- CONSEGNE
**A)** Rispondi in base al testo su Sandro Ruotolo, segnando ogni risposta come la domanda corrispondente.
(i) Quali strumenti di guerra usati dalla mafia stragista vengono elencati?
(ii) Con quali tre caratteristiche viene descritta la mafia di oggi, di cui Ruotolo è un bersaglio facile?
(iii) Che cosa rappresenta, secondo l'autore, l'aver anche solo pensato di revocare la scorta a Ruotolo?
**B)** Traduci in inglese questa frase del testo su Sandro Ruotolo: "A chi decide revoche o attribuzioni di scorte ricordo che cosa nostra non dimentica mai i suoi nemici."
**C)** Nel testo su Sandro Ruotolo, trasforma in un elenco puntato il paragrafo che comincia con "Sandro Ruotolo non è persona gradita alle mafie italiane", mantenendone i fatti principali.

Sandro Ruotolo è un giornalista. Non di quelli che al caldo delle redazioni scaldano il posto o passano l’ultima velina del magistrato o del poliziotto che ha necessità di far passare un messaggio piuttosto che un altro. No, Ruotolo è uno che ancora oggi, alla sua età (non me ne vorrà se dico che è diversamente giovane), consuma scarpe per raccontare cose che vede, che sente e che conosce. Per qualcuno ho scritto una banalità, ma credetemi oggi un giornalista così è merce rara.

Sandro Ruotolo non è persona gradita alle mafie italiane per il lavoro che ha fatto, che fa e che farà a prescindere da scorte o vigilanze o altre misure di protezione che avrà, se le avrà. Perchè nella sua vita professionale si è sempre distinto per la sua capacità di illuminare luoghi oscuri della nostra cara Repubblica, soprattutto nella sua notte più buia dal punto di vista delle capacità delle mafie di dispiegare anche dispositivi militari di una violenza inaudita pur di affermarsi sul territorio, addirittura contendendone il controllo allo Stato.

E di questa mafia stragista ne hanno fatto le spese servitori dello Stato abbattuti con ogni strumento di guerra e morte: dal tritolo ai mitra, ai bazooka. Sandro Ruotolo oggi rischia di più rispetto a ieri. Sandro Ruotolo oggi è un bersaglio facile della mafia silente, mercatista, capace di penetrare ovunque con i soldi.  E la mafia di oggi, quella che Sandro Ruotolo, in altri luoghi,  su nuove piattaforme, con nuovi linguaggi sta raccontando con dovizia di particolari, con nomi, cognomi, fatti, programmi e organigrammi, non può che tenere quest’uomo nel mirino. È un suo nemico. Il raccordo tra la mafia vecchia che spara e uccide e quella nuova che inquina istituzioni ed economia legale e che ti stritola, può volere la fine di questo giornalista. Il mio non è l’epitaffio per Sandro Ruotolo, persona alla quale mi lega una enorme stima e una grande amicizia. Sandro Ruotolo non ha bisogno di me, di quello che sto scrivendo ma dell’affetto di tutti quelli che magari pur non apprezzandone qualche volta la forma ne hanno sempre  compreso l’onestà intellettuale e condiviso passione civile nel racconto del Paese reale.

Il mio è un modo per dire a chi decide delle scorte e dei dispositivi di protezione per chi rischia di essere bersaglio della mafia, che già  solo aver pensato di revocare la scorta a Sandro Ruotolo è una resa senza condizioni ai mafiosi che vogliono fargli del male. A chi decide revoche o attribuzioni di scorte ricordo che cosa nostra non dimentica mai i suoi nemici. E Ruotolo è un nemico della mafia.

- DATI FORNITI
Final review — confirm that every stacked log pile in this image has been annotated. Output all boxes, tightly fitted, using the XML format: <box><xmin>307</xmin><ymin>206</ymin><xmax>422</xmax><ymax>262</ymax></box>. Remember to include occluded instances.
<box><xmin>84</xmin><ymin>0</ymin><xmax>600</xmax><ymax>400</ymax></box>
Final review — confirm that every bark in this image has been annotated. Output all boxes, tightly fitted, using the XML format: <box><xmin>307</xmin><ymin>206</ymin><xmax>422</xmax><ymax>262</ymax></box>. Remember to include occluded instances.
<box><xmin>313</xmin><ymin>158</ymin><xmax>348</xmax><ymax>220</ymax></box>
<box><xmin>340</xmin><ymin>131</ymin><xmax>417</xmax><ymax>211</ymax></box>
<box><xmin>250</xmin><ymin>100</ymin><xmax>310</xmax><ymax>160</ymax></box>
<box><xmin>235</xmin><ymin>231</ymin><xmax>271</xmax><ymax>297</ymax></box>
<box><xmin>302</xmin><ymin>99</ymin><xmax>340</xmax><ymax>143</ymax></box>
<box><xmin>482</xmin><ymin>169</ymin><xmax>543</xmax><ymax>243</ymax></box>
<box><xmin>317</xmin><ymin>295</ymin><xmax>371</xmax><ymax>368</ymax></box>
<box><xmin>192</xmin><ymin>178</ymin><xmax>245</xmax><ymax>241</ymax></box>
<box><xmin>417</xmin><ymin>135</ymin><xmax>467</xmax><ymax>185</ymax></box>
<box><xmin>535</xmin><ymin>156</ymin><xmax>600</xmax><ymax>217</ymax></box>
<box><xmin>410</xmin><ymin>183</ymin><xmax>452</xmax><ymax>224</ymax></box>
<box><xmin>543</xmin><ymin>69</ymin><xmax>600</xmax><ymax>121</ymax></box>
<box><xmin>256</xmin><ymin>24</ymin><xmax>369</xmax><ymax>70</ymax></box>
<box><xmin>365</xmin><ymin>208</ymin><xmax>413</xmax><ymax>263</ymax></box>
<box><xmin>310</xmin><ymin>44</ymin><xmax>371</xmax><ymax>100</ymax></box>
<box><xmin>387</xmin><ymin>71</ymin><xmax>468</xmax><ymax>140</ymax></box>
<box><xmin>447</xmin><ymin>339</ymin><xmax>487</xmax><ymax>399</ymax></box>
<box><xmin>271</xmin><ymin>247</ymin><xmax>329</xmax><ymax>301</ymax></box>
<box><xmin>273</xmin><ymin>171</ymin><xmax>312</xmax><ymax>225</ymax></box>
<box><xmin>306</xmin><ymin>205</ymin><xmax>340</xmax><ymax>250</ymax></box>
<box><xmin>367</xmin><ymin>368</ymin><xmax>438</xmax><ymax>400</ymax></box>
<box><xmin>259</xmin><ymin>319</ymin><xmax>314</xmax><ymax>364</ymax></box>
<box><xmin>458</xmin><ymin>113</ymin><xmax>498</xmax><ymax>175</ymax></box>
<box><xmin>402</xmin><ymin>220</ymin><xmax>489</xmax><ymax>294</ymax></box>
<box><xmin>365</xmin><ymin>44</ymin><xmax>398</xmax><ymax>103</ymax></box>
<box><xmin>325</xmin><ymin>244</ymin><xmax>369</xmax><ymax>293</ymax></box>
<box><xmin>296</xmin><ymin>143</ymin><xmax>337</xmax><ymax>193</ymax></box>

- RISPOSTE PER CONSEGNA
**A)**
(i) Il tritolo, i mitra e i bazooka.
(ii) È silente, mercatista e capace di penetrare ovunque con i soldi.
(iii) Rappresenta una resa senza condizioni ai mafiosi che vogliono fargli del male.

**B)** To those who decide on revoking or assigning security escorts, I would point out that Cosa Nostra never forgets its enemies.

**C)**
- Le mafie italiane non gradiscono Sandro Ruotolo per il lavoro che ha fatto, che fa e che farà.
- Questo vale indipendentemente dalle scorte, dalle vigilanze o dalle altre misure di protezione che potrà avere.
- Nella sua vita professionale si è sempre distinto per la capacità di illuminare i luoghi oscuri della Repubblica.
- Lo ha fatto soprattutto nel periodo più buio, quando le mafie usavano dispositivi militari di violenza inaudita per affermarsi sul territorio, fino a contenderne il controllo allo Stato.